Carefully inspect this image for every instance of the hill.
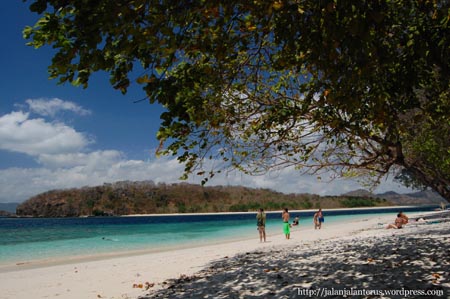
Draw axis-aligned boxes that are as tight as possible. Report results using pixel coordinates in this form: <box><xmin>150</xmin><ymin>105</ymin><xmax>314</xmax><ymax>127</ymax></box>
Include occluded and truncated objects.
<box><xmin>16</xmin><ymin>181</ymin><xmax>392</xmax><ymax>217</ymax></box>
<box><xmin>341</xmin><ymin>189</ymin><xmax>446</xmax><ymax>206</ymax></box>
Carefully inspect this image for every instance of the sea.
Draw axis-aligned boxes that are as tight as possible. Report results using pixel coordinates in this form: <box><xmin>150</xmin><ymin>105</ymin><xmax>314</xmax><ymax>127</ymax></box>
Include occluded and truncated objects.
<box><xmin>0</xmin><ymin>205</ymin><xmax>439</xmax><ymax>267</ymax></box>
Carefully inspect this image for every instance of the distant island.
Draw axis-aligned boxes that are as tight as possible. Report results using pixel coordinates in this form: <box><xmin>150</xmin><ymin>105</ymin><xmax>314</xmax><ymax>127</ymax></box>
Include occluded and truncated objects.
<box><xmin>13</xmin><ymin>180</ymin><xmax>446</xmax><ymax>217</ymax></box>
<box><xmin>0</xmin><ymin>202</ymin><xmax>20</xmax><ymax>215</ymax></box>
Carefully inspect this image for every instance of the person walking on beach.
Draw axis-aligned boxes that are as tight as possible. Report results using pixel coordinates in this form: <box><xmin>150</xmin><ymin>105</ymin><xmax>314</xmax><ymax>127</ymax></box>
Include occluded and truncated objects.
<box><xmin>256</xmin><ymin>208</ymin><xmax>266</xmax><ymax>242</ymax></box>
<box><xmin>314</xmin><ymin>208</ymin><xmax>324</xmax><ymax>229</ymax></box>
<box><xmin>282</xmin><ymin>208</ymin><xmax>290</xmax><ymax>239</ymax></box>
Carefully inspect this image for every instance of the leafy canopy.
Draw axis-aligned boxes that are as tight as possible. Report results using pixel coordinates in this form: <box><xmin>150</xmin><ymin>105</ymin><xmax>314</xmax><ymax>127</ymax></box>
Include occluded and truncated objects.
<box><xmin>23</xmin><ymin>0</ymin><xmax>450</xmax><ymax>199</ymax></box>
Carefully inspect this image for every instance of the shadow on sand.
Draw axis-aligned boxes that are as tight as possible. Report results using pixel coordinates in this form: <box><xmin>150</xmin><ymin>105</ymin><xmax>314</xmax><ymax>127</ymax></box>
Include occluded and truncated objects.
<box><xmin>141</xmin><ymin>224</ymin><xmax>449</xmax><ymax>298</ymax></box>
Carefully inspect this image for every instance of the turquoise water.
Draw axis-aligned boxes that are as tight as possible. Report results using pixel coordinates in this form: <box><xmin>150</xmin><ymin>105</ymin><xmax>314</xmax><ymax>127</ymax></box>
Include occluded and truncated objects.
<box><xmin>0</xmin><ymin>219</ymin><xmax>254</xmax><ymax>264</ymax></box>
<box><xmin>0</xmin><ymin>206</ymin><xmax>436</xmax><ymax>266</ymax></box>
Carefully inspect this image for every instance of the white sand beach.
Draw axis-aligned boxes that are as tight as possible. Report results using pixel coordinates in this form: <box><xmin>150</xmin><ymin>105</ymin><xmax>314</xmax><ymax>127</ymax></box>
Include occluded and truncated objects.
<box><xmin>0</xmin><ymin>211</ymin><xmax>448</xmax><ymax>299</ymax></box>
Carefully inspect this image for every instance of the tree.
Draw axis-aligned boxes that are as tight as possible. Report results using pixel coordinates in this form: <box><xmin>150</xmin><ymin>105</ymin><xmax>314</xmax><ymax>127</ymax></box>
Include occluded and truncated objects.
<box><xmin>23</xmin><ymin>0</ymin><xmax>450</xmax><ymax>200</ymax></box>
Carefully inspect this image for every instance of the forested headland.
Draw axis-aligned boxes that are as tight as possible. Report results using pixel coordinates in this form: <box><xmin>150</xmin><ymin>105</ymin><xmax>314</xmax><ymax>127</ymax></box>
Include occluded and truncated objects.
<box><xmin>16</xmin><ymin>180</ymin><xmax>392</xmax><ymax>217</ymax></box>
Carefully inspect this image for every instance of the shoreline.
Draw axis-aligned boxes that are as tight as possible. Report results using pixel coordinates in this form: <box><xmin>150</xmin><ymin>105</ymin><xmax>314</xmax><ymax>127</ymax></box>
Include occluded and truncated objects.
<box><xmin>4</xmin><ymin>204</ymin><xmax>442</xmax><ymax>219</ymax></box>
<box><xmin>0</xmin><ymin>209</ymin><xmax>434</xmax><ymax>272</ymax></box>
<box><xmin>0</xmin><ymin>232</ymin><xmax>258</xmax><ymax>273</ymax></box>
<box><xmin>121</xmin><ymin>204</ymin><xmax>438</xmax><ymax>217</ymax></box>
<box><xmin>1</xmin><ymin>211</ymin><xmax>439</xmax><ymax>299</ymax></box>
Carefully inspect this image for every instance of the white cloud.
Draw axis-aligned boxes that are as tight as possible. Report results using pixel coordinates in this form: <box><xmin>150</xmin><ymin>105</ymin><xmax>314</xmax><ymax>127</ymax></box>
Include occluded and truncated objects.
<box><xmin>0</xmin><ymin>111</ymin><xmax>90</xmax><ymax>156</ymax></box>
<box><xmin>192</xmin><ymin>166</ymin><xmax>401</xmax><ymax>196</ymax></box>
<box><xmin>37</xmin><ymin>150</ymin><xmax>123</xmax><ymax>169</ymax></box>
<box><xmin>0</xmin><ymin>154</ymin><xmax>415</xmax><ymax>203</ymax></box>
<box><xmin>0</xmin><ymin>156</ymin><xmax>184</xmax><ymax>203</ymax></box>
<box><xmin>0</xmin><ymin>99</ymin><xmax>415</xmax><ymax>203</ymax></box>
<box><xmin>25</xmin><ymin>98</ymin><xmax>91</xmax><ymax>117</ymax></box>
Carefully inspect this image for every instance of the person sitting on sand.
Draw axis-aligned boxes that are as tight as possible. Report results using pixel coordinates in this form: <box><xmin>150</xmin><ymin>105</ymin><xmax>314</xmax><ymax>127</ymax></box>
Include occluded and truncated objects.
<box><xmin>256</xmin><ymin>208</ymin><xmax>266</xmax><ymax>242</ymax></box>
<box><xmin>386</xmin><ymin>213</ymin><xmax>407</xmax><ymax>229</ymax></box>
<box><xmin>399</xmin><ymin>211</ymin><xmax>409</xmax><ymax>224</ymax></box>
<box><xmin>282</xmin><ymin>208</ymin><xmax>290</xmax><ymax>239</ymax></box>
<box><xmin>292</xmin><ymin>216</ymin><xmax>299</xmax><ymax>226</ymax></box>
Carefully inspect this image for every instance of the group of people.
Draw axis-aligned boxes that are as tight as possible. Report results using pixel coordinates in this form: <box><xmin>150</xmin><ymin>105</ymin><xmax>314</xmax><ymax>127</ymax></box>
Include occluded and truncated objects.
<box><xmin>257</xmin><ymin>208</ymin><xmax>410</xmax><ymax>242</ymax></box>
<box><xmin>256</xmin><ymin>207</ymin><xmax>325</xmax><ymax>242</ymax></box>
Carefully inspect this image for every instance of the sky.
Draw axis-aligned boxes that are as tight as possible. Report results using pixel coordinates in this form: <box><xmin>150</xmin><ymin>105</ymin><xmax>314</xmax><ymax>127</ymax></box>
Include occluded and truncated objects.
<box><xmin>0</xmin><ymin>2</ymin><xmax>414</xmax><ymax>204</ymax></box>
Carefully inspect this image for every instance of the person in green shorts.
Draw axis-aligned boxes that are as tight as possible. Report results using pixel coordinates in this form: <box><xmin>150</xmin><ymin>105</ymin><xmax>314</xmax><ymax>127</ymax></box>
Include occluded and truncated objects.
<box><xmin>282</xmin><ymin>208</ymin><xmax>290</xmax><ymax>239</ymax></box>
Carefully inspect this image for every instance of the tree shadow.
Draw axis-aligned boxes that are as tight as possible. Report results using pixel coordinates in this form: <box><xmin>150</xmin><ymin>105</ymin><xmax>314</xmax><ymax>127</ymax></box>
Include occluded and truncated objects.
<box><xmin>141</xmin><ymin>225</ymin><xmax>449</xmax><ymax>298</ymax></box>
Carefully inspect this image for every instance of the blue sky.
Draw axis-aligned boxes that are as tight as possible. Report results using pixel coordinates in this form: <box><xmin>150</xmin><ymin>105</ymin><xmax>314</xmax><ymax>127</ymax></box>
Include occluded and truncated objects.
<box><xmin>0</xmin><ymin>2</ymin><xmax>414</xmax><ymax>203</ymax></box>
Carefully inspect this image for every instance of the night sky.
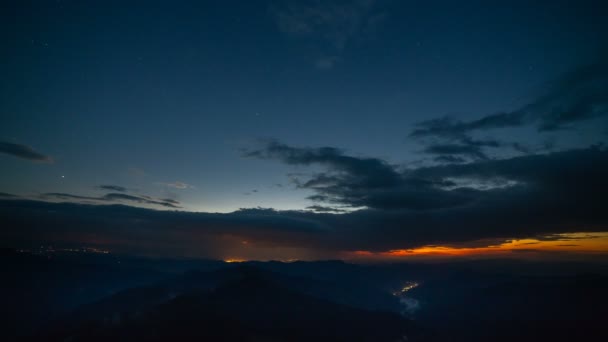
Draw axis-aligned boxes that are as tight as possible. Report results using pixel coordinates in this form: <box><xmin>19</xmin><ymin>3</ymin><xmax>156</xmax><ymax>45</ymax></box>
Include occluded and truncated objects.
<box><xmin>1</xmin><ymin>0</ymin><xmax>607</xmax><ymax>260</ymax></box>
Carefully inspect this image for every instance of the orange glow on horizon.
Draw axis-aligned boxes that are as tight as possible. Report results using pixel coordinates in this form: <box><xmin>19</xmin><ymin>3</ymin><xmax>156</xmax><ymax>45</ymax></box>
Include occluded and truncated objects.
<box><xmin>345</xmin><ymin>232</ymin><xmax>608</xmax><ymax>260</ymax></box>
<box><xmin>224</xmin><ymin>258</ymin><xmax>246</xmax><ymax>263</ymax></box>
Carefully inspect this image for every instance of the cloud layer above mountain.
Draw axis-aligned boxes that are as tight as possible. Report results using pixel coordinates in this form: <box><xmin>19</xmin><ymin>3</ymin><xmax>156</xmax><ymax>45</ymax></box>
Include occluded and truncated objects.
<box><xmin>2</xmin><ymin>144</ymin><xmax>607</xmax><ymax>259</ymax></box>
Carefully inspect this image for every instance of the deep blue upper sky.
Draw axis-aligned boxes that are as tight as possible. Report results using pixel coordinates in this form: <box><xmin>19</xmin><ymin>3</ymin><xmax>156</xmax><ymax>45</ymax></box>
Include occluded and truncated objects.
<box><xmin>1</xmin><ymin>0</ymin><xmax>606</xmax><ymax>212</ymax></box>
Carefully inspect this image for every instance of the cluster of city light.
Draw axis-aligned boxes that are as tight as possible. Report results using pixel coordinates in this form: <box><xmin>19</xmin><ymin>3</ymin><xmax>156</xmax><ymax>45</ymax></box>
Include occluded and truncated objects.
<box><xmin>224</xmin><ymin>258</ymin><xmax>246</xmax><ymax>263</ymax></box>
<box><xmin>223</xmin><ymin>258</ymin><xmax>300</xmax><ymax>263</ymax></box>
<box><xmin>18</xmin><ymin>246</ymin><xmax>110</xmax><ymax>255</ymax></box>
<box><xmin>392</xmin><ymin>282</ymin><xmax>419</xmax><ymax>297</ymax></box>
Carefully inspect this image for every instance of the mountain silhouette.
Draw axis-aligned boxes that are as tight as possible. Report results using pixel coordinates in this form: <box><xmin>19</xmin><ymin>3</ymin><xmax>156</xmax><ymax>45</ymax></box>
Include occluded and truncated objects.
<box><xmin>37</xmin><ymin>265</ymin><xmax>422</xmax><ymax>341</ymax></box>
========
Considering only the data above, return the lines in which "cloud" occurs.

**COMPLETED TASK**
Carefully inspect this image for every instance of the white cloud.
Carefully inspect this image for every instance of the cloud layer above mountain.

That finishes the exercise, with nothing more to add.